--- INFORMATION ---
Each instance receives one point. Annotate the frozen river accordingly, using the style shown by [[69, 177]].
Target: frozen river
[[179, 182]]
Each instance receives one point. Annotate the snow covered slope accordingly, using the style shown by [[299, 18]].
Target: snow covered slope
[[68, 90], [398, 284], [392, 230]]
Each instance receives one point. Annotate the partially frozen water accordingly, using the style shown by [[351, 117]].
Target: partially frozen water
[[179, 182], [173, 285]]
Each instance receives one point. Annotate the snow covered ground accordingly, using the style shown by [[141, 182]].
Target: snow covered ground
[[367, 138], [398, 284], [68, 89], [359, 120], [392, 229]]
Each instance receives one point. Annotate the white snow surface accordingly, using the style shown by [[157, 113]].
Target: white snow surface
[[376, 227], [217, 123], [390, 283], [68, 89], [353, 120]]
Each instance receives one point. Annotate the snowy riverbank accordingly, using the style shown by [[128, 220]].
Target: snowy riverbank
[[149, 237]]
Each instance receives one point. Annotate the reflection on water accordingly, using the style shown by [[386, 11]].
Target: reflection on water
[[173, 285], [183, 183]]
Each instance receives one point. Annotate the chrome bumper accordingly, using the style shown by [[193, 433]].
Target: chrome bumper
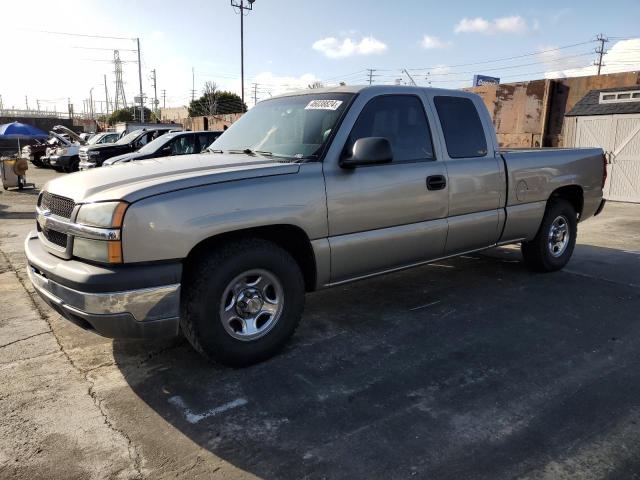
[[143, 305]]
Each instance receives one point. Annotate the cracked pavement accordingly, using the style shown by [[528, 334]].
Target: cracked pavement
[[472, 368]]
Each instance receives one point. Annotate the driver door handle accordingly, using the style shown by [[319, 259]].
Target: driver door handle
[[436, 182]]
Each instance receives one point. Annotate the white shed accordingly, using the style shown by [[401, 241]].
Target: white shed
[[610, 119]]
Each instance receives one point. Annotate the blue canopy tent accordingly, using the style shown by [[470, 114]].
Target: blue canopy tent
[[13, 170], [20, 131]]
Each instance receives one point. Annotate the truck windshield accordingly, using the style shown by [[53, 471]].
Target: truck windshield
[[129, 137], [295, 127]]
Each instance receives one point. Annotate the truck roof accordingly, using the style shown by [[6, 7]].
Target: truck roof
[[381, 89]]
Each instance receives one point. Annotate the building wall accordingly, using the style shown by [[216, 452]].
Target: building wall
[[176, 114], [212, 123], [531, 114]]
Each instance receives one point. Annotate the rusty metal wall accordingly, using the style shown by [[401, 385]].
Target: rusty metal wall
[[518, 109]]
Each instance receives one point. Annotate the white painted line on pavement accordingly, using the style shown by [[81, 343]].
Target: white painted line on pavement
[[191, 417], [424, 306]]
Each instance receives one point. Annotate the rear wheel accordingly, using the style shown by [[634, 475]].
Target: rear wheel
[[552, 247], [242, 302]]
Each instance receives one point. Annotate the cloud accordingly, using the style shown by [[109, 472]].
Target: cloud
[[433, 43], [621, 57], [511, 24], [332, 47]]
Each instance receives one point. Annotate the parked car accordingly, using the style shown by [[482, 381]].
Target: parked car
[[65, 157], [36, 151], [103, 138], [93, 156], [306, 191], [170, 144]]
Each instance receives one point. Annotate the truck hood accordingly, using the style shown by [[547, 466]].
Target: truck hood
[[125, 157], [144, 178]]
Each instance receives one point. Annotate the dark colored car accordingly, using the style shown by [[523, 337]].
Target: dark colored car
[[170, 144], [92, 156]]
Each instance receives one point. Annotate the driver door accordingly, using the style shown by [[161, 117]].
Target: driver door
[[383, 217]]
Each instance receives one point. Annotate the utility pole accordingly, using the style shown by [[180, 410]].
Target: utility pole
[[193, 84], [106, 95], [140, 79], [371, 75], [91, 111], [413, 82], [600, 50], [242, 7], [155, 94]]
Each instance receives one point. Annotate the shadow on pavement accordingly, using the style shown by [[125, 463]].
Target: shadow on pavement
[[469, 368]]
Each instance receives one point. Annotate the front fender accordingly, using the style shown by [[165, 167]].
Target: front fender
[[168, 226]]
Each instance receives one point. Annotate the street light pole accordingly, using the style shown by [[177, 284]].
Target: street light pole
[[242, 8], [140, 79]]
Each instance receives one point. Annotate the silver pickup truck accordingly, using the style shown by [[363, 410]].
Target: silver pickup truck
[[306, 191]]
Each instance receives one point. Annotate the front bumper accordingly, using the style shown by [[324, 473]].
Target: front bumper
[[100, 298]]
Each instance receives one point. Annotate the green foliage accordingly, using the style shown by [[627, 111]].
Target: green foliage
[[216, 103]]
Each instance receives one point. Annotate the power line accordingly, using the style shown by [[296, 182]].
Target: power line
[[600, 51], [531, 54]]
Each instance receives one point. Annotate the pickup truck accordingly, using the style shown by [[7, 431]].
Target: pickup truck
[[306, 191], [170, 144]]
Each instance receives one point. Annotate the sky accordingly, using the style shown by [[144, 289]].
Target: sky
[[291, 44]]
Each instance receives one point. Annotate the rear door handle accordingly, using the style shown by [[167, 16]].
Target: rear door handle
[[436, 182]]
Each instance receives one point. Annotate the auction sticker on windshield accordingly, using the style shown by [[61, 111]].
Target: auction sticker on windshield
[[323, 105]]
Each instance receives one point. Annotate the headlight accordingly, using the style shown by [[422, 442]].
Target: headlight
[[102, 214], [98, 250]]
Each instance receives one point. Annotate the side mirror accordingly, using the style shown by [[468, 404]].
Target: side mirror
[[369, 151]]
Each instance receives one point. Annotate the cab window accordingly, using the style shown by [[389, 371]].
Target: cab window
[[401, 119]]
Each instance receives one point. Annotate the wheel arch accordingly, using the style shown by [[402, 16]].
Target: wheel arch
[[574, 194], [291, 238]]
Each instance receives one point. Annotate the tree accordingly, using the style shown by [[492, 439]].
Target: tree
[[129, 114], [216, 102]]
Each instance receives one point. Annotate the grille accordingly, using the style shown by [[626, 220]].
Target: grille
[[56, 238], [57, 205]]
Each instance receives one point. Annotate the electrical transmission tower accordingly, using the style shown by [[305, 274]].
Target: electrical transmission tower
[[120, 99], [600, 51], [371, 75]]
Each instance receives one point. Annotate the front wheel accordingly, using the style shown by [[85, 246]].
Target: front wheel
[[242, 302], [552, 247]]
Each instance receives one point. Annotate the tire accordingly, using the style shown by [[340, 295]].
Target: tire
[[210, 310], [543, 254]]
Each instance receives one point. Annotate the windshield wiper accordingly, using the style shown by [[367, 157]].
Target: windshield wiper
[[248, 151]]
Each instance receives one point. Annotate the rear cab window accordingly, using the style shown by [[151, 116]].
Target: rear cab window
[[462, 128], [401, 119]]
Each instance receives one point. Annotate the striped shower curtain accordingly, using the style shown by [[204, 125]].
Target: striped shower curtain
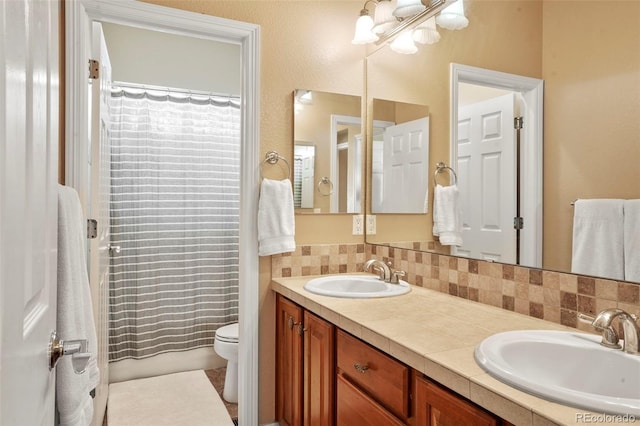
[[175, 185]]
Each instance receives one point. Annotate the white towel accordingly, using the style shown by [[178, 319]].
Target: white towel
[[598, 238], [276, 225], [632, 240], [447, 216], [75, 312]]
---
» **PROBLEM STATEMENT**
Could you reproduce the data above exactly, without its pictures?

» **ANSWER BELOW**
Each instance receives one point. Annotate the frozen river accordingly, using the style shown by [[69, 177]].
Target: frozen river
[[179, 182]]
Each instance receives one point. Annotate the snow covered slope accordingly, using the style shown by [[299, 18]].
Target: snow covered slope
[[68, 90], [398, 284], [392, 230]]
Each instance receives one point. Annotate the partially frozen water accordingly, using the style shown by [[351, 117]].
Target: partially frozen water
[[179, 182], [173, 285]]
Each instance receives one point. Annotate the snow covered ground accordingly, using the style shown by [[141, 182]].
Target: snow covered ground
[[367, 138], [398, 284], [68, 89], [359, 120], [392, 229]]
Each instance receives one point. Annotate the white snow surface accordingly, using the style shown by [[157, 113]].
Target: white snow surface
[[376, 227], [217, 123], [390, 283], [68, 89], [353, 120]]
Each instance receives one point. Annotate the snowy riverbank accordingly, using the style shown by [[128, 220]].
Target: snowy riverbank
[[149, 237]]
Each instance receives one point. Annotate the reflection on water accordingly, using the style shown by [[386, 11]].
Target: reflection on water
[[173, 285], [183, 183]]
Each instance receives one point. Annotate the chrome bumper accordingly, using the style shown by [[193, 433]].
Target: chrome bumper
[[143, 305]]
Each instance receives one point. Annotate the cracked pavement accordingly, using the style shown by [[528, 334]].
Target: cracked pavement
[[472, 368]]
Each instance receives one point. Annotate the driver door handle accordingly, using the style shown by [[319, 259]].
Target: driver door handle
[[436, 182]]
Each instance receives one point. Annotate the white shed accordingly, using the style shown by [[401, 241]].
Target: white shed
[[610, 119]]
Each instance receives one point. Annotate the blue canopy tent accordingly, using the style shown by [[470, 114]].
Target: blue canopy tent
[[13, 170], [20, 131]]
Each instance receives one point. Annotate the truck windshield accordingly, using the style shown by [[53, 471]].
Target: truck windshield
[[129, 137], [295, 127]]
Each instance receives one point. Annotate the truck roof accordingly, using the style shown by [[6, 7]].
Target: truck roof
[[381, 89]]
Each instance receives one point. Annotate the building wall accordingly, using the style shown by [[216, 452]].
Target: building wall
[[176, 114], [212, 123], [531, 114]]
Each instance receives one point. Annotate the rusty metal wall accordingly, using the style shown by [[401, 385]].
Target: rusty metal wall
[[518, 109]]
Each instance receives one point. Annotate the white painted line on pavement accordingly, using the style shown by [[81, 343]].
Target: white painted line on pavement
[[191, 417], [424, 306]]
Each instance receives one point. Annotate the rear wheel accordingly, using the style shown by [[634, 475]].
Target: rear wheel
[[552, 247], [242, 302]]
Each instance receives one point. Annotate the cloud accordingly, using the style shown by [[109, 472]].
Target: cloud
[[433, 43], [621, 57], [511, 24], [332, 47]]
Each instance receives one point. Annotate the parked car accordingly, using the style shown by [[482, 381]].
Target: parked car
[[65, 157], [36, 151], [103, 138], [93, 156], [306, 191], [170, 144]]
Each instance receives one point. Annotate the truck hood accordingly, using the style shown by [[547, 466]].
Target: truck hood
[[125, 157], [144, 178]]
Each instance receives one point. Annotate the dark colored car accordingly, using the style shown by [[523, 337]].
Target: dark colored car
[[170, 144], [92, 156]]
Each instance receives one point. Annotate the driver door accordingly, using the style shown by [[161, 117]].
Target: driver door
[[383, 217]]
Each instance receives one point. Annotate the utility pole accordingly, using the style shown by [[180, 410]].
Target: utility pole
[[193, 84], [106, 95], [140, 79], [371, 75], [91, 111], [413, 82], [600, 50], [242, 7], [155, 94]]
Each instance receives one point. Annotate the shadow on pavement accordingly, using the style shown by [[125, 463]].
Target: shadow on pavement
[[469, 368]]
Each instance receives one point. Annotate the front fender accordingly, using the style shown by [[165, 167]].
Target: front fender
[[168, 226]]
Each instance receives one point. Annotate the street light pole accordingly, using the style shown by [[177, 284]].
Target: street light pole
[[242, 8], [140, 79]]
Each instance receives one point. Annotate the silver pickup truck accordingly, using the style shown by [[363, 410]].
Target: silver pickup truck
[[306, 191]]
Each instance receives one point. Annotate the front bumper accordingly, using the style shown by [[324, 473]].
Target: front bumper
[[100, 298]]
Each instance receives one point. Annotate the green foliage accordingly, using the style shown by [[627, 111]].
Target: green foliage
[[216, 103]]
Each instance receives one point. Annotate the power line accordingly, using the style shown by [[296, 182]].
Target: power line
[[600, 51], [531, 54]]
Each instance receives one point. Annotate the pickup truck accordingly, using the style shown by [[7, 431]].
Target: pickup truck
[[306, 191], [170, 144]]
Each instance receives one point. Annotate the sky accordingly, using the style shown by [[144, 289]].
Target: sky
[[291, 44]]
Each instance receives one point. Annotate the rear door handle accordingly, using the style shown by [[167, 16]].
Target: rear door handle
[[436, 182]]
Each instance receives one point. Annotate the auction sticker on windshield accordingly, using the style shown by [[61, 111]].
Target: auction sticker on windshield
[[323, 105]]
Each instance receives one point. Annotate the headlight accordingly, using the style shown by [[422, 442]].
Target: headlight
[[102, 214], [98, 250]]
Each instance receives one point. Annotate the side mirror accordingly, using the style shown by [[468, 404]].
Target: side mirror
[[369, 151]]
Each instance receives one point. Annotate the cab window accordingly, using the style shown by [[389, 371]].
Target: cab window
[[401, 119]]
Each instance receives one point. Annotate the wheel arch accordingly, using the style shown by [[402, 16]].
Target: wheel arch
[[574, 194], [291, 238]]
Each instance receives one point. Annotate the tree accordingly, using the style shown by [[492, 439]].
Target: tree
[[129, 114], [216, 102]]
Each instance receives one point. Annotate the grille accordingly, using the style shown by [[626, 220]].
Target: grille
[[56, 238], [57, 205]]
Each instance receives one point. Annotate the electrical transmission tower accordingly, using the style shown by [[305, 274]].
Target: electrical transmission tower
[[120, 99], [600, 51], [371, 75]]
Each instance receives one point. Annotate the front wheel accordingly, using the style shown by [[85, 246]].
Target: front wheel
[[242, 302], [552, 247]]
Each instance receives one point. Annotate the tire accordingly, using the style shown by [[340, 295]].
Target: tire
[[210, 310], [543, 254]]
Each instance receives one point. Annotate the windshield wiper accordingly, using the style shown by [[367, 157]].
Target: windshield wiper
[[248, 151]]
Each instance receives one point. Annotate the rear cab window accordingly, using the style shown by [[151, 116]].
Target: rear cab window
[[462, 128], [401, 119]]
Each instance receives one point. Annotate the striped shower curtain accordingly, using the style shown by [[204, 125]].
Target: striped shower curtain
[[175, 185]]
Each instance receives one point. Annotate the white towel accordingly, using the style shown by [[178, 319]].
Target: white towel
[[598, 238], [276, 225], [632, 240], [447, 216], [75, 312]]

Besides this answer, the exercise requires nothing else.